SOURCE EXCERPT:
********************

This guide explains approaches and implementation examples for making Rundeck highly available and scaling Rundeck for production use. Rundeck is a Java webapp so many of the HA and scaling approaches will be similar to beefing up those kinds of applications in general. At this time, there is not a standard HA/Cluster configuration. The approaches discussed here are based on practices shared to us through our community. Use the approaches as guidelines to create your own solution.

Overview

When thinking about scaling Rundeck there are roughly two concerns:

  1. Make an individual Rundeck perform better. To tune an individual Rundeck instance see the Tuning Rundeck page. Also see the Database section below. Use an external database service like Mysql.
  2. Make the service you are providing with Rundeck handle more users and bigger workloads by adding more machines for increased capacity. In this case, you either want to be sure Rundeck is highly available or you want to add more capacity to serve more users or processing.

Installation types

There are two types of Rundeck installations:

  • standalone: This installation includes the embedded Jetty container. If you installed the RPM/DEB or launcher.jar, this is a standalone.
  • WAR deployment: This installation deploys the Rundeck application via a WAR into a container like Apache-Tomcat.

Depending on your installation preference, either is viable but there are pros and cons, too.

********************

GIVEN INFORMATION:
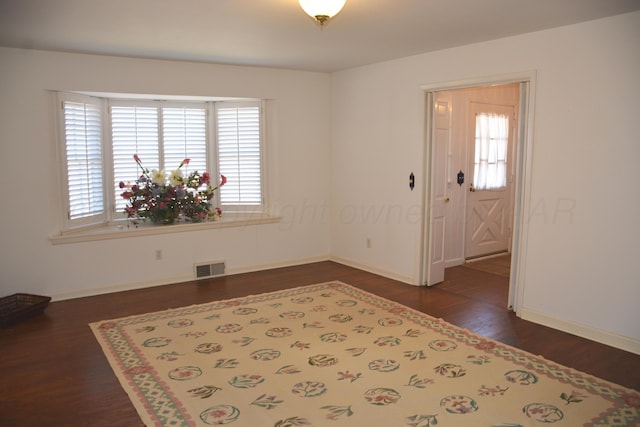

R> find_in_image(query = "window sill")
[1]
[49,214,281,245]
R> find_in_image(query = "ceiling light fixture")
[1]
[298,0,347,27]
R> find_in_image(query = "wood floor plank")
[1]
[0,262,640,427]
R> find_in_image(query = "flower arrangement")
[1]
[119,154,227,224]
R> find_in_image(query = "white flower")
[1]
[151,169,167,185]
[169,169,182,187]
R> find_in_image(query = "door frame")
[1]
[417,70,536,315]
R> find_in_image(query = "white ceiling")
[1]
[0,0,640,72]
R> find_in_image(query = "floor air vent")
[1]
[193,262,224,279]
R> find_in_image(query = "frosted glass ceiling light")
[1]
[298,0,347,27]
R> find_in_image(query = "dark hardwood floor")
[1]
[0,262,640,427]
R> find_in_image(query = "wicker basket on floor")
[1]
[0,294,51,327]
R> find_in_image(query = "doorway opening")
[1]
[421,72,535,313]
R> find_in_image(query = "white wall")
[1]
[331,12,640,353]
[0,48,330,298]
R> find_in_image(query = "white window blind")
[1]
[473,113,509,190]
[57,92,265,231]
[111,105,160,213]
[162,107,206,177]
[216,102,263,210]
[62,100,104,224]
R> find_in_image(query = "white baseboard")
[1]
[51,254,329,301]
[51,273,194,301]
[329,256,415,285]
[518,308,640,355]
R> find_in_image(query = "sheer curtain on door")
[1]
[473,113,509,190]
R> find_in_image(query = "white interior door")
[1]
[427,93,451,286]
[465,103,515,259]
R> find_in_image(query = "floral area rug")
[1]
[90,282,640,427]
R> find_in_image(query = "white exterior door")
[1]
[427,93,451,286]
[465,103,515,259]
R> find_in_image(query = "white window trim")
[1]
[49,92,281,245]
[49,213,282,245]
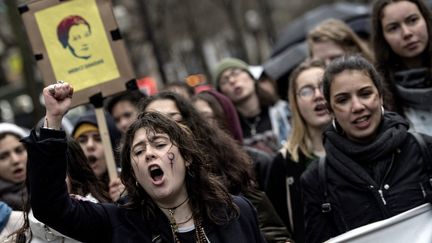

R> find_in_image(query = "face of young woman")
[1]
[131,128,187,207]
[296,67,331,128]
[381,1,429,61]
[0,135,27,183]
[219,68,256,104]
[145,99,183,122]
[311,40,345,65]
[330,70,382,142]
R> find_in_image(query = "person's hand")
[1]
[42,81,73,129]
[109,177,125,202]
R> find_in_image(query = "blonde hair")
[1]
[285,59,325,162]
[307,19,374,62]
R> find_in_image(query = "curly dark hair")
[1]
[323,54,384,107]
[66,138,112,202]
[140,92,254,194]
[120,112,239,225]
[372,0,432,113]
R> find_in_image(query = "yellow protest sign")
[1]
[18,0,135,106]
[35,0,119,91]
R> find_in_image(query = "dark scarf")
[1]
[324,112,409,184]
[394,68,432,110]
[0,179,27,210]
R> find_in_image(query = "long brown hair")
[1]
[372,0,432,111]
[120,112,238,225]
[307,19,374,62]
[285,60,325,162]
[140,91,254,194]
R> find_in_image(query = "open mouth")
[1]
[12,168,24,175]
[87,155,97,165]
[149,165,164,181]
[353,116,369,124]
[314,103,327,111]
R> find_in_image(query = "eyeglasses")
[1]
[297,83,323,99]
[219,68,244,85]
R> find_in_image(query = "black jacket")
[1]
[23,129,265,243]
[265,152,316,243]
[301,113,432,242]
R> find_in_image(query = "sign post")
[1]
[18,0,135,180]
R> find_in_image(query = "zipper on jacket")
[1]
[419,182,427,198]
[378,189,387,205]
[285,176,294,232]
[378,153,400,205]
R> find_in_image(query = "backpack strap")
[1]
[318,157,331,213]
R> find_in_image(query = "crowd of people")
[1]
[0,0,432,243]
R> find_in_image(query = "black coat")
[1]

********************

EXERCISE: Quote the Rundeck scaling guide starting at "Installation types" and ending at "is a standalone.". Work only from the Rundeck scaling guide and the records shown here.

RIGHT ANSWER:
Installation types

There are two types of Rundeck installations:

  • standalone: This installation includes the embedded Jetty container. If you installed the RPM/DEB or launcher.jar, this is a standalone.